PROBLEM REQUIREMENTS >> Which English translation does the New Testament overview below say the study guide uses?

EXTRACT PROVIDED >>
The New Testament is the second of two major sections of the Christian Bible, comprising a collection of 27 books that are attributed to writers from the first century CE, all written in ancient Greek. When combined with the 39 books of the Old Testament, they constitute the 66 books of the standard canon of Christian scripture (not counting deuterocanonical books). The books of the New Testament describe the life of Jesus of Nazareth and the development of the early Christian Church. They were written by a small group of authors who were directly connected to the first generation of Christian leaders, including some of Jesus’s own disciples (sometimes called apostles).

The New Testament books have been passed down through centuries of scribal copies, and the earliest and most complete manuscripts from these text traditions form the basis of modern translations. This study guide uses the English Standard Version (ESV) of 2016 from the publisher Crossway. Readers of this study guide can use any English translation according to their own preference, as all citations are given with the standard biblical reference system (designating book, chapter, and verse), a reference apparatus that is uniform across all English versions.

This study guide follows the New Testament pattern and traditional Christian usage by using male pronouns for God, but it is important to note that the Christian tradition regards God as Spirit (and so ungendered). As such, the pronouns for God in this guide ought not to be read as expressions of human sex but rather as indicating the relational analogies through which the biblical books portray God’s interactions with humanity.

Scripture quotations are from the ESV® Bible (The Holy Bible, English Standard Version®), copyright © 2001 by Crossway, a publishing ministry of Good News Publishers. ESV Text Edition: 2016. Used by permission. All rights reserved. The ESV text may not be quoted in any publication made available to the public by a Creative Commons license. The ESV may not be translated into any other language.


The New Testament is made up of three broad sections: first, the biographical and historical books, which give an account of Christianity’s roots in Jesus’s ministry and the rise of the early church; second, a collection of epistles (letters) written from apostolic leaders (disciples—though not necessarily from the group of 12 disciples—tasked with carrying Jesus’s message to others) to early Christian communities; and third, the Book of Revelation, an apocalyptic text that stands alone both in style and substance.

DATA PROVIDED >>
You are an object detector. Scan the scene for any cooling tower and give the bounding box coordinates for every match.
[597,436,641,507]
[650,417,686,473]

TASK ANSWER >> The English Standard Version (ESV) of 2016, from the publisher Crossway.